Exercise aim:
Display every line of the entries below that contains the string "target", matching case exactly.

Provided data:
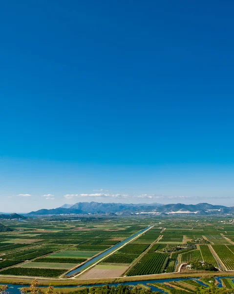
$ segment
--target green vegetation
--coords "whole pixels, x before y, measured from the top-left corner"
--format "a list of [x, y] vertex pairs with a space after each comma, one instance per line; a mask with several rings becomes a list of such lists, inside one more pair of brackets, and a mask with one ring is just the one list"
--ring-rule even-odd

--

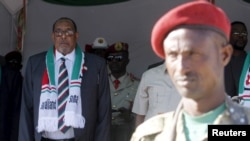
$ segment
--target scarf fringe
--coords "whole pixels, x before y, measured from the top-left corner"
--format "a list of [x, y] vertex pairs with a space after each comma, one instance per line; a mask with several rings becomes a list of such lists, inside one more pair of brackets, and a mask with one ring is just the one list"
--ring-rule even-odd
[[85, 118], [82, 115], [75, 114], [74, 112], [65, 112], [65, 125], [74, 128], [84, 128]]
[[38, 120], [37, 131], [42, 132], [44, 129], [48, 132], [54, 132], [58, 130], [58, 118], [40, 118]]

==

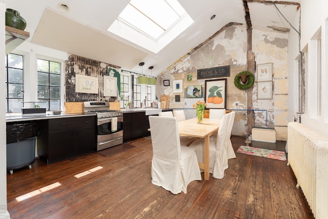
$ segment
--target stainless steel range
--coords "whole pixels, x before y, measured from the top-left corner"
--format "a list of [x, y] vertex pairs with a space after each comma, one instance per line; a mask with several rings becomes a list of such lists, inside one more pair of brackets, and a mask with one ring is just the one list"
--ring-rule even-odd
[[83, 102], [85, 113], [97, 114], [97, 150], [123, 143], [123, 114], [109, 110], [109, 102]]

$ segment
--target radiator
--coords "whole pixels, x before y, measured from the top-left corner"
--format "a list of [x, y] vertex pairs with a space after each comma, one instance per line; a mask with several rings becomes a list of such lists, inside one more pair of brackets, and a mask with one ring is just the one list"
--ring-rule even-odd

Answer:
--target green vegetation
--target scarf fringe
--target stainless steel range
--target radiator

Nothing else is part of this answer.